Dati forniti »
--- --- ---

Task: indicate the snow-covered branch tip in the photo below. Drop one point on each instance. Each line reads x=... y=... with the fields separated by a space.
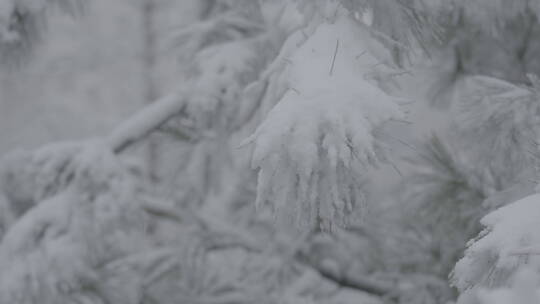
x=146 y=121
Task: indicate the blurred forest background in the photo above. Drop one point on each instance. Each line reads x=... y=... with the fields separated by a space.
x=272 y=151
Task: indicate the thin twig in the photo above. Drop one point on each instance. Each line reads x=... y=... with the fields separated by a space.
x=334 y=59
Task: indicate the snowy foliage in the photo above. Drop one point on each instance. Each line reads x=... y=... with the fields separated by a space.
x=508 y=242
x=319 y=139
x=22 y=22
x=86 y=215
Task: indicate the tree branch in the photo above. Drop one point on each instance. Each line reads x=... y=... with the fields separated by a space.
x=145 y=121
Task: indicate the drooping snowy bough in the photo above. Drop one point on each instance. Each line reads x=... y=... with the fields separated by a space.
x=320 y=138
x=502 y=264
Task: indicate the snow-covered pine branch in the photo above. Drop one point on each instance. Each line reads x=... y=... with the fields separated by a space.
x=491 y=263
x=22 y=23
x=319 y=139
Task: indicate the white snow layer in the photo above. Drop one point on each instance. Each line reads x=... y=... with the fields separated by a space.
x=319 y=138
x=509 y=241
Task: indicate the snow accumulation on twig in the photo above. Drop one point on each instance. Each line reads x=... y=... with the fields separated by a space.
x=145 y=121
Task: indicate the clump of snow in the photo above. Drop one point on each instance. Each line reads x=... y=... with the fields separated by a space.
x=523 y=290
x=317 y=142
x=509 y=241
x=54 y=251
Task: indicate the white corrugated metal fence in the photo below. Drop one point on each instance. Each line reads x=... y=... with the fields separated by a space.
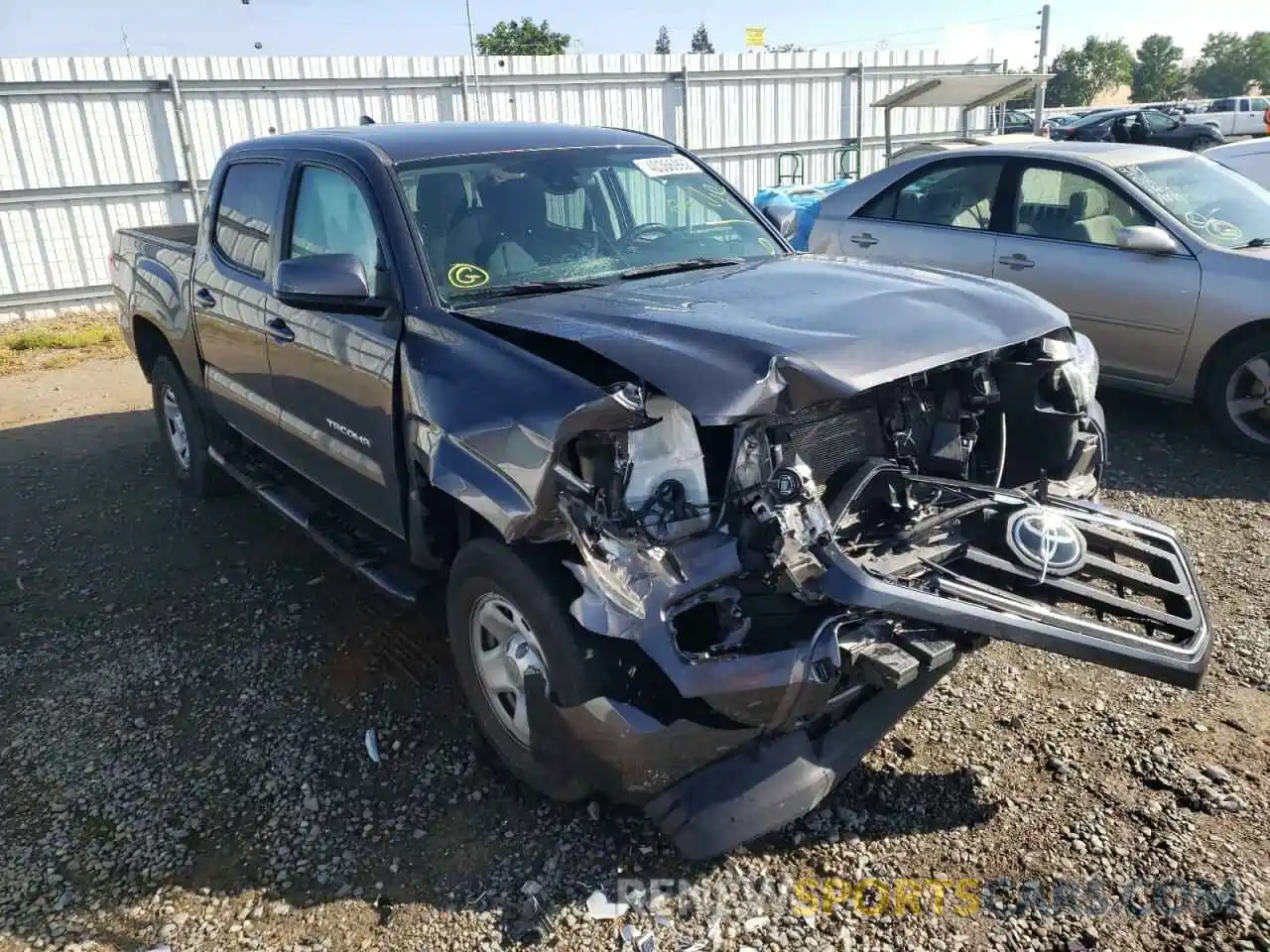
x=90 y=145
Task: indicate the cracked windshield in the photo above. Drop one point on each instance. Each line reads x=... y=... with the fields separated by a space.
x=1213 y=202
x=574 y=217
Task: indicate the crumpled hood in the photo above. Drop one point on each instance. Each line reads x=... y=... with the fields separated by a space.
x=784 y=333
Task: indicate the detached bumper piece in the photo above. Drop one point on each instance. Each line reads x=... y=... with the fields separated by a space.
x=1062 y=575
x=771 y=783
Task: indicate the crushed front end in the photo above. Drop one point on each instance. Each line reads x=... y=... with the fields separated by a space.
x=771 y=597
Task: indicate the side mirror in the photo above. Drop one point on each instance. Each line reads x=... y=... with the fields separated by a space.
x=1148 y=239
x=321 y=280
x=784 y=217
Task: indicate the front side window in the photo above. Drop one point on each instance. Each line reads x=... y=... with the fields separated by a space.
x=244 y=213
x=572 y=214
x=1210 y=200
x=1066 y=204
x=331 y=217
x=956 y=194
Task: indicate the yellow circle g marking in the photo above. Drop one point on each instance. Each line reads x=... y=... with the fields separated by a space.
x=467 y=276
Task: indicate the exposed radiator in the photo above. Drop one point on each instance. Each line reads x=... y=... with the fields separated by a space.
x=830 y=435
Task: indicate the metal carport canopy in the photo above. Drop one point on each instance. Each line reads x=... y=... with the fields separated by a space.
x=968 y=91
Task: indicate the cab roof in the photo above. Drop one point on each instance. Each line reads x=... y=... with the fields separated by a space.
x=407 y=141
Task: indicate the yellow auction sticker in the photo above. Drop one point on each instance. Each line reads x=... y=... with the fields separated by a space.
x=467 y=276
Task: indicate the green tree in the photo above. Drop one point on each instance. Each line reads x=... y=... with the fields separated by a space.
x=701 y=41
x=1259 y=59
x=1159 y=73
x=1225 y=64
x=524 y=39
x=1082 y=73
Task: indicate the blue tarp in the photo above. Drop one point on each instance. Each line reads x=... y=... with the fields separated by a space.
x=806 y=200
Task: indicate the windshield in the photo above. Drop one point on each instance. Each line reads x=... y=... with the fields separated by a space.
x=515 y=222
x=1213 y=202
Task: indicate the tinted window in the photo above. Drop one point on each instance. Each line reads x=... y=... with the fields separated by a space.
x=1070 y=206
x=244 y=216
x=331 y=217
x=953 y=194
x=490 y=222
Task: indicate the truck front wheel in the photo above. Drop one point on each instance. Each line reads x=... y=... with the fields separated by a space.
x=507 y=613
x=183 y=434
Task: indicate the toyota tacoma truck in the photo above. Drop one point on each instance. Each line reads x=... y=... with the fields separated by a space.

--- --- ---

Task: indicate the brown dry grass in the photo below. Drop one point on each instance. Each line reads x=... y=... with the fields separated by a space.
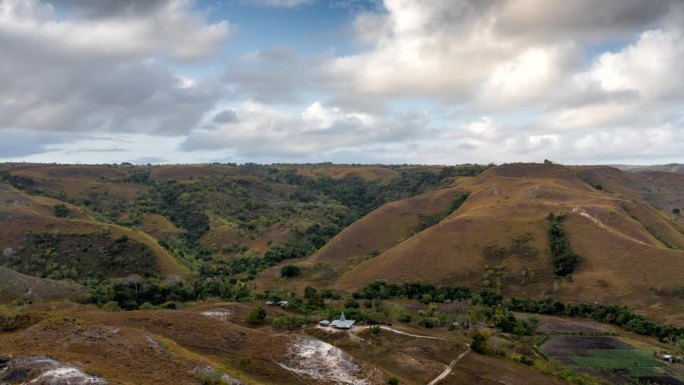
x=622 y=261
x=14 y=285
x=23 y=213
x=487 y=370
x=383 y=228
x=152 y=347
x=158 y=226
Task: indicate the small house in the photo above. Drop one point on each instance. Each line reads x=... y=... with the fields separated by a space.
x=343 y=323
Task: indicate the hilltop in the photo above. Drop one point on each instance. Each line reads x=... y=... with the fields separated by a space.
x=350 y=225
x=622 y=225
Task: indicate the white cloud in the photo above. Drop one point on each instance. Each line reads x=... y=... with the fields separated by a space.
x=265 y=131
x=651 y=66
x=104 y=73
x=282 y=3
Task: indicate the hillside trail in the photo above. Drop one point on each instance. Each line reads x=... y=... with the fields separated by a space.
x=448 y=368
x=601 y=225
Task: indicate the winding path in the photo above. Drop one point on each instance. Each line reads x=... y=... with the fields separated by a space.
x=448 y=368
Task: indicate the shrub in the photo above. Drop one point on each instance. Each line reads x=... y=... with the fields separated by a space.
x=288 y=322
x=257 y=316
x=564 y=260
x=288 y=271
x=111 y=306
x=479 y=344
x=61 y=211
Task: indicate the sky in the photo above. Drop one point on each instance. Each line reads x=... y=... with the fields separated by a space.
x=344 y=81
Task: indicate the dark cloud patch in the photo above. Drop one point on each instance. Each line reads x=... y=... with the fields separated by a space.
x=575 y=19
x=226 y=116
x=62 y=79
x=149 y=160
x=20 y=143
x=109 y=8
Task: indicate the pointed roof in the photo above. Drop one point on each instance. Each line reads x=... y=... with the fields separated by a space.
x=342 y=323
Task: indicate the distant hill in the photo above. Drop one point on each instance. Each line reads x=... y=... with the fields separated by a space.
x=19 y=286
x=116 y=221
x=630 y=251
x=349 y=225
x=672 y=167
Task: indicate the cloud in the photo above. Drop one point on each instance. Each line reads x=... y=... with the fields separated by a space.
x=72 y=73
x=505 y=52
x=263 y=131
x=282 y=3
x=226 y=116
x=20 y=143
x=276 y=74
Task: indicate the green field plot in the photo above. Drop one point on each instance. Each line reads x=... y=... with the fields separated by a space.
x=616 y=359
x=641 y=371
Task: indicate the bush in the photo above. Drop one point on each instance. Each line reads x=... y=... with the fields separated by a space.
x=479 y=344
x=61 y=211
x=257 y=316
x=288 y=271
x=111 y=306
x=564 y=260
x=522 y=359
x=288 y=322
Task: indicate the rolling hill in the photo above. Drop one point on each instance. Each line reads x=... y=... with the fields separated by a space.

--- --- ---

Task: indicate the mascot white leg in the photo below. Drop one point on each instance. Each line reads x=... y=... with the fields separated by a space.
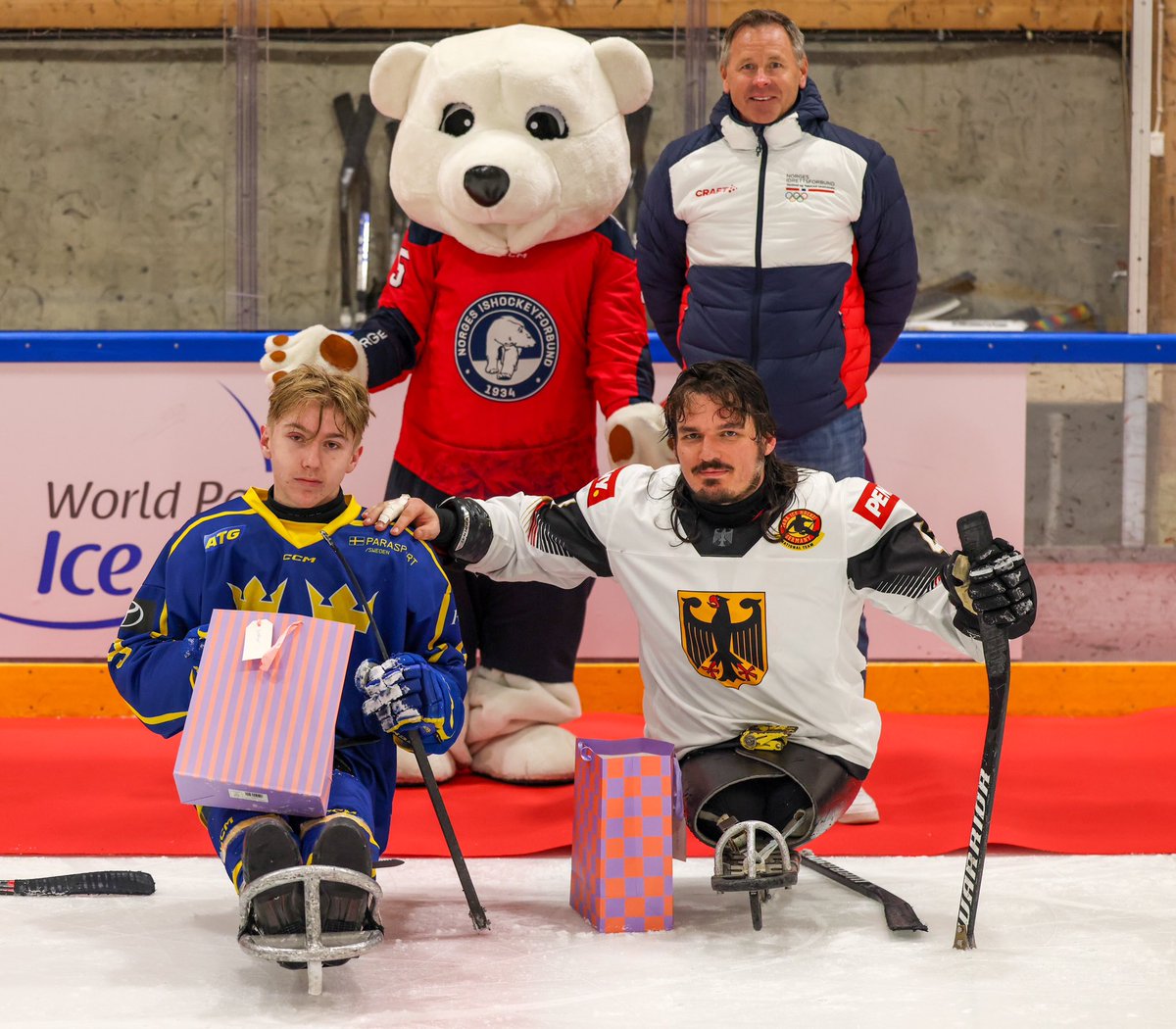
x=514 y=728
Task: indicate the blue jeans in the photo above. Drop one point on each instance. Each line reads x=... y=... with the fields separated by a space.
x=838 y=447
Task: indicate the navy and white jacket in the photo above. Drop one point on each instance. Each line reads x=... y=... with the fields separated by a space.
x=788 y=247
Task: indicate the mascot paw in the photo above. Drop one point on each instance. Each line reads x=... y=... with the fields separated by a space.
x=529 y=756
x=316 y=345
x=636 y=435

--- --- ---

Obiettivo »
Trascrivi senza alcuna modifica tutto ciò che va dalla riga contenente "Task: indicate the winding" giù fino alla riga contenente "x=342 y=323", entrambe incluse.

In risposta »
Task: indicate the winding path in the photo above. Drop one point on each instance. Each line reads x=... y=... with the fields separated by a space.
x=448 y=368
Task: indicate the shrub in the photo above. Drop one point on each instance. Each line reads x=... y=... with the fields separated by a space.
x=288 y=322
x=257 y=316
x=564 y=260
x=288 y=271
x=111 y=306
x=479 y=344
x=61 y=211
Task: indicate the sky in the photo above. Drop one point on each instance. Each line reads x=... y=... with the fields separated by a space.
x=344 y=81
Task: indicate the dark cloud patch in the photo above. Drop one point on each instance. Each line reads x=... y=... with the fields separated by a space.
x=575 y=19
x=226 y=116
x=62 y=79
x=149 y=160
x=20 y=143
x=109 y=8
Task: indicate the pointed roof in the photo above. Drop one point on each instance. Each line reads x=... y=... with the fields separated by a space.
x=342 y=323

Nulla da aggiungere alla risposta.